Copy every one of the records below word for word, keeping each line unchanged.

(Data listing)
-*-

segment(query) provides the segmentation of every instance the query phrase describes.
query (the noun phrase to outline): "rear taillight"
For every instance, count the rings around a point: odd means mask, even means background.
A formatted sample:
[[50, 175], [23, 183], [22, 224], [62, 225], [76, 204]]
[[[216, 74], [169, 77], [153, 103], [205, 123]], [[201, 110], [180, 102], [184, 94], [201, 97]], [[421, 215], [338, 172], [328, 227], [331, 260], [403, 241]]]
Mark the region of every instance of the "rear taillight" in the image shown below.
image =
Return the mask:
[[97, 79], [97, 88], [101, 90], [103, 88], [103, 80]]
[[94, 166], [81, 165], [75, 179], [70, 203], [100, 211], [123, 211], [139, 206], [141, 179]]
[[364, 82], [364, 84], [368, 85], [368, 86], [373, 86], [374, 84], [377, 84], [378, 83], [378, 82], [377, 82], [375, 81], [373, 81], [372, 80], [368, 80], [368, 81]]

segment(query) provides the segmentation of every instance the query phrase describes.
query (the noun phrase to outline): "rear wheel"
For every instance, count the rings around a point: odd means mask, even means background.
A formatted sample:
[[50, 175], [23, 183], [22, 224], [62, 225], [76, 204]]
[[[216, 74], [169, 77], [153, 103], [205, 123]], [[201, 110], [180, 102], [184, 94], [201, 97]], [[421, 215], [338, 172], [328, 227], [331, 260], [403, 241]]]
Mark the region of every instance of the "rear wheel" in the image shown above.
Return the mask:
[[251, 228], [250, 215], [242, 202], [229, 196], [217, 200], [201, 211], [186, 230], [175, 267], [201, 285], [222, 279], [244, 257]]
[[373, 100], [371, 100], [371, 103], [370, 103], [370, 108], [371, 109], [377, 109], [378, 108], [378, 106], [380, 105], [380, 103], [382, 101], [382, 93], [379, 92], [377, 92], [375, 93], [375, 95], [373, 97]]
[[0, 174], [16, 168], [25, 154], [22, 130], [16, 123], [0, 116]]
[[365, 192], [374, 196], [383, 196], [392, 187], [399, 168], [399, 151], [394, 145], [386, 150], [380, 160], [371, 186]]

-*-

**SOLUTION FOR THIS TASK**
segment(query) provides the segmentation of every instance the query phrase describes.
query (the noun phrase to outline): "rear taillight"
For every instance, count the rings around a point: odd means mask, even means background.
A formatted sample:
[[50, 175], [23, 183], [22, 224], [62, 225], [76, 204]]
[[[216, 74], [169, 77], [153, 103], [205, 123]], [[201, 110], [180, 102], [184, 94], [201, 97]], [[421, 215], [338, 172], [328, 227], [331, 260], [403, 241]]]
Mark the region of every instance of the "rear taillight" in the image shown below.
image =
Return the mask:
[[97, 79], [97, 88], [101, 90], [103, 88], [103, 80]]
[[94, 166], [81, 165], [75, 179], [70, 203], [100, 211], [123, 211], [139, 206], [141, 179]]
[[364, 82], [364, 84], [368, 85], [368, 86], [373, 86], [374, 84], [377, 84], [378, 83], [378, 82], [377, 82], [375, 81], [373, 81], [372, 80], [368, 80], [368, 81]]

segment(query) provides the segmentation of every instance the query phrase describes.
query (the noun phrase to outline): "rear wheel"
For every instance, count the rings around a point: odd means mask, even means background.
A formatted sample:
[[50, 175], [23, 183], [22, 224], [62, 225], [76, 204]]
[[[216, 74], [169, 77], [153, 103], [205, 123]], [[201, 110], [180, 102], [184, 94], [201, 97]], [[421, 215], [338, 172], [328, 227], [331, 260], [403, 241]]]
Mark the region of every instance of the "rear wheel" in the image shown above.
Return the mask:
[[251, 228], [250, 215], [242, 202], [229, 196], [217, 200], [201, 211], [186, 230], [175, 267], [201, 285], [222, 279], [244, 257]]
[[373, 100], [371, 100], [371, 103], [370, 103], [370, 108], [371, 109], [377, 109], [378, 108], [378, 106], [380, 105], [380, 103], [382, 101], [382, 93], [379, 92], [377, 92], [375, 93], [375, 95], [373, 97]]
[[0, 174], [16, 168], [25, 154], [22, 130], [16, 123], [0, 116]]
[[365, 192], [374, 196], [383, 196], [392, 187], [399, 168], [399, 151], [394, 145], [386, 150], [380, 160], [371, 186]]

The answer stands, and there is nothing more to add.